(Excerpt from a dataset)

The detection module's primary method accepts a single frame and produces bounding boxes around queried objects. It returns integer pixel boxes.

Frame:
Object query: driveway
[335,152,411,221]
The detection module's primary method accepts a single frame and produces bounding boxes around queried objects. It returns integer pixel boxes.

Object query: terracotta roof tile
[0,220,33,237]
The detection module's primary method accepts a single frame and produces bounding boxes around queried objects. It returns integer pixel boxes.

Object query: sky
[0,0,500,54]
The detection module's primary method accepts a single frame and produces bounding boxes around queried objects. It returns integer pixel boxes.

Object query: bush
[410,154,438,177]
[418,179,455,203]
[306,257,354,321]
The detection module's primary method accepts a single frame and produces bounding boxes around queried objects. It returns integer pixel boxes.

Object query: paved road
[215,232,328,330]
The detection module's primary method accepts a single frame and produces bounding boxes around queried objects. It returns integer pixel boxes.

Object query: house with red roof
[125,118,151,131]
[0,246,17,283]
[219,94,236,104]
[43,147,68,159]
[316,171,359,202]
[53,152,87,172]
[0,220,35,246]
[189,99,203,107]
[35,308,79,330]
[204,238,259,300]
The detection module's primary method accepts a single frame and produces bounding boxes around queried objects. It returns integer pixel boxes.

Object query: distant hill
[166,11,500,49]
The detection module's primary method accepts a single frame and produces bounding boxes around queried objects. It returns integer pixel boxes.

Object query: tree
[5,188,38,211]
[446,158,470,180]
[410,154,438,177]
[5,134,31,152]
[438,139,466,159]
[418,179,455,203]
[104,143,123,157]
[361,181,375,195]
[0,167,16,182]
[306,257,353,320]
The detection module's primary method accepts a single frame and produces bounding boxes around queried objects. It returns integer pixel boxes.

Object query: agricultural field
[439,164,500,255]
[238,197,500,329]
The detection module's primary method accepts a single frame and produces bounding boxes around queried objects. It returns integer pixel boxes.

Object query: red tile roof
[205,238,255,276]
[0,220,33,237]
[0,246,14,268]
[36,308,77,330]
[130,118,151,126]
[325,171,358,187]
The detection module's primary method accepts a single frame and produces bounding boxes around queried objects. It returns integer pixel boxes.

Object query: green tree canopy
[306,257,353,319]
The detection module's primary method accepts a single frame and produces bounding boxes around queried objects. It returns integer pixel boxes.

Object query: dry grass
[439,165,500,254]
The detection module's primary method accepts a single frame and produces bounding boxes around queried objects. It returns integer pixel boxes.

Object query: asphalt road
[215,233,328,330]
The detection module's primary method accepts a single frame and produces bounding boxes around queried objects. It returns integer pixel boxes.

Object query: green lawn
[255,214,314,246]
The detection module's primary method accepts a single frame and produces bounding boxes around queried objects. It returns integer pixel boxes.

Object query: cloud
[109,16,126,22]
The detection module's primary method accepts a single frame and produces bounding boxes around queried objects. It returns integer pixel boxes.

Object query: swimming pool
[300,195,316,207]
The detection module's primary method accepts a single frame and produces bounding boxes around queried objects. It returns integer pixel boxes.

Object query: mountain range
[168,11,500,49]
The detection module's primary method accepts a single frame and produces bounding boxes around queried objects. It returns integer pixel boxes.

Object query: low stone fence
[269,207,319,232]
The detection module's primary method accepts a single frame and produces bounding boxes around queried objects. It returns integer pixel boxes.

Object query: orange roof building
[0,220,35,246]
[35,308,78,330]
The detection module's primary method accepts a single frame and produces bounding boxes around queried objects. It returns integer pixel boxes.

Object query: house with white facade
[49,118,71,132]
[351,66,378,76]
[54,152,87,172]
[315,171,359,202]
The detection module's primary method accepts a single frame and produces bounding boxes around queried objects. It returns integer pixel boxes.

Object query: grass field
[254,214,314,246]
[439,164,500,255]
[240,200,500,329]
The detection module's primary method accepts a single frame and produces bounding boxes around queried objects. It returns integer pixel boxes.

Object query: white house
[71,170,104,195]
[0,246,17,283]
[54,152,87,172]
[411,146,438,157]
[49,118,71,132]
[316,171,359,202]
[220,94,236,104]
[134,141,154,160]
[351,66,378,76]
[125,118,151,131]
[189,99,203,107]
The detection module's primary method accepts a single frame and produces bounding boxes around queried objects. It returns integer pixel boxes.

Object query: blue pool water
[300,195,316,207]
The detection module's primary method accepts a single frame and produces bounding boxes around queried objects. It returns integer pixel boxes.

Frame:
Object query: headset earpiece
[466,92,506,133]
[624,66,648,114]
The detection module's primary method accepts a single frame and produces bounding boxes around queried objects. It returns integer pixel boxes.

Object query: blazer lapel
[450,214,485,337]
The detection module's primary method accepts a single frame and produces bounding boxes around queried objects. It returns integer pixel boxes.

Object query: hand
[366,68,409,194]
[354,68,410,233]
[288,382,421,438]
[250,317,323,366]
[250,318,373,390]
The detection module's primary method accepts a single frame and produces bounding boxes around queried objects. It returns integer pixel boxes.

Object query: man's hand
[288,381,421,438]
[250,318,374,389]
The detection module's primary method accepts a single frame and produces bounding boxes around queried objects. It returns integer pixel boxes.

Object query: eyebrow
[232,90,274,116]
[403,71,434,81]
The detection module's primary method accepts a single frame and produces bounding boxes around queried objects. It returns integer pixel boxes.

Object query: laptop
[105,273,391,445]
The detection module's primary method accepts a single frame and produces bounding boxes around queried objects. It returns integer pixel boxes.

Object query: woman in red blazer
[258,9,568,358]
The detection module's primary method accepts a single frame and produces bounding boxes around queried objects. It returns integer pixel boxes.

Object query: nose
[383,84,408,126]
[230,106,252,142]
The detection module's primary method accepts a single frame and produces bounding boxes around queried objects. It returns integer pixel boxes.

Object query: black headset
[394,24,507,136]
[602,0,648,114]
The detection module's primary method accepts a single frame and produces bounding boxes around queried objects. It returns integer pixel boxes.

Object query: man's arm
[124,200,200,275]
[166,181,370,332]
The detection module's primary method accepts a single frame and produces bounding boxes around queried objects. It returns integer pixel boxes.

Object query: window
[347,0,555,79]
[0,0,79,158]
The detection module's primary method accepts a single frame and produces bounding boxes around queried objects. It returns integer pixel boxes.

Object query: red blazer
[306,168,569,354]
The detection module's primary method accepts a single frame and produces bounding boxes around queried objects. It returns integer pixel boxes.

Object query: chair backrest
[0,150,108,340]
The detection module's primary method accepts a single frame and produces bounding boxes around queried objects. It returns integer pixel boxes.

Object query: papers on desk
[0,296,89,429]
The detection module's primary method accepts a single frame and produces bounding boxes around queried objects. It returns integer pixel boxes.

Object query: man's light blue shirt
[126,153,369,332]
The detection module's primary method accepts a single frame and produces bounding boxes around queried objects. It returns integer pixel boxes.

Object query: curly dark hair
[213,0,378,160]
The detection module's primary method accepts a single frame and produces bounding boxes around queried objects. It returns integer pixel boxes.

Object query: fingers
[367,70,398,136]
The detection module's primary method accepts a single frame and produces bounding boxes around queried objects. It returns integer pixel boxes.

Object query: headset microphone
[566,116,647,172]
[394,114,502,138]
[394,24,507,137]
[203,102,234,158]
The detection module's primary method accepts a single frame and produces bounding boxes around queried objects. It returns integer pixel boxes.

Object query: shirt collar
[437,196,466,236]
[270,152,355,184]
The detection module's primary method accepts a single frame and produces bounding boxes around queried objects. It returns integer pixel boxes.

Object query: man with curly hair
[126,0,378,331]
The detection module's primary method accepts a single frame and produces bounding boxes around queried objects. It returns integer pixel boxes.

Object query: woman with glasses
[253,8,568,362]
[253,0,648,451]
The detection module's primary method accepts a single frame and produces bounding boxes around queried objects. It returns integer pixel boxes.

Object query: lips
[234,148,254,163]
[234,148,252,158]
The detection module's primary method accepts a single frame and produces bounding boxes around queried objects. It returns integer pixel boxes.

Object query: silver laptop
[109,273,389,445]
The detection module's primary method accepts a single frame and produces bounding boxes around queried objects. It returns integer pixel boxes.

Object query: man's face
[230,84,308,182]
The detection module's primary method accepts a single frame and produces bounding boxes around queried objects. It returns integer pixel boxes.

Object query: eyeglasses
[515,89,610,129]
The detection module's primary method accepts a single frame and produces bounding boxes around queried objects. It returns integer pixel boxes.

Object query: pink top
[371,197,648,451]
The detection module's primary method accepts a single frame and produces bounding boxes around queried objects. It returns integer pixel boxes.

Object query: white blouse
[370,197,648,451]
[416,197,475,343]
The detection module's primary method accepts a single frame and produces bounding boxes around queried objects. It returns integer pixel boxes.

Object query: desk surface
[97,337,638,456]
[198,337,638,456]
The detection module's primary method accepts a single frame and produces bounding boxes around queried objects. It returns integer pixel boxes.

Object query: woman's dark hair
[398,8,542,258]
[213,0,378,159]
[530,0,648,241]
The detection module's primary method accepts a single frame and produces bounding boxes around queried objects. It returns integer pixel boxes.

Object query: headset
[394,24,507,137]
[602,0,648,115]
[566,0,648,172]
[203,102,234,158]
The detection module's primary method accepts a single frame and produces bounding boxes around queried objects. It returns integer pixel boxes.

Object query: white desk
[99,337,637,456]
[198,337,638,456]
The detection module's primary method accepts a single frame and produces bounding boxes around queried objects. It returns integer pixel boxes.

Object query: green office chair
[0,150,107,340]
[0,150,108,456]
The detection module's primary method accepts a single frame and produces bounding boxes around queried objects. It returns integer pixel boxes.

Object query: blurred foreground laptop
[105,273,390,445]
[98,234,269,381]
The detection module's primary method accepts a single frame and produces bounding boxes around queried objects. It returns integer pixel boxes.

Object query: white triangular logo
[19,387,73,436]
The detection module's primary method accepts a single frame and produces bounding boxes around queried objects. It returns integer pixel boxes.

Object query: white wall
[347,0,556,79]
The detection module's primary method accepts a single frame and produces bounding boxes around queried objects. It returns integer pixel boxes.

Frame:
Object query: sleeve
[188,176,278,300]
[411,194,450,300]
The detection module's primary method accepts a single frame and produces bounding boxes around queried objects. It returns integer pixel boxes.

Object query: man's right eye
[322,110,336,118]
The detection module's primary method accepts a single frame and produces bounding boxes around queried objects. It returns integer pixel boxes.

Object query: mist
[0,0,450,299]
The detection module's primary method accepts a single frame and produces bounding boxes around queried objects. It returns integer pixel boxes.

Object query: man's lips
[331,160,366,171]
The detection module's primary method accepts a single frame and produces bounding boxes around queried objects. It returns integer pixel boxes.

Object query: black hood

Stated task » Can you express every line from the start of the items up to and including the line with "[306,257,354,321]" as a JSON list of strings, one string per line, with blank lines left out?

Answer below »
[
  "The detection module's primary method accepts a single frame and produces bounding boxes around queried objects. It returns integer pixel boxes.",
  "Frame:",
  "Object query: driveway",
  "[335,152,411,221]",
  "The detection module's primary method accepts a single frame and produces bounding boxes around queried objects. It returns integer pixel boxes.",
  "Object query: terracotta roof tile",
  "[0,220,33,237]",
  "The detection module's primary method accepts a single frame and produces bounding boxes around queried objects. It returns integer pixel boxes.",
  "Object query: sky",
  "[0,0,500,54]",
  "The detection module's primary method accepts a single frame and produces bounding boxes around queried objects. It returns integer pixel boxes.",
  "Object query: bush",
  "[410,154,438,177]",
  "[418,179,455,203]",
  "[306,257,354,321]"
]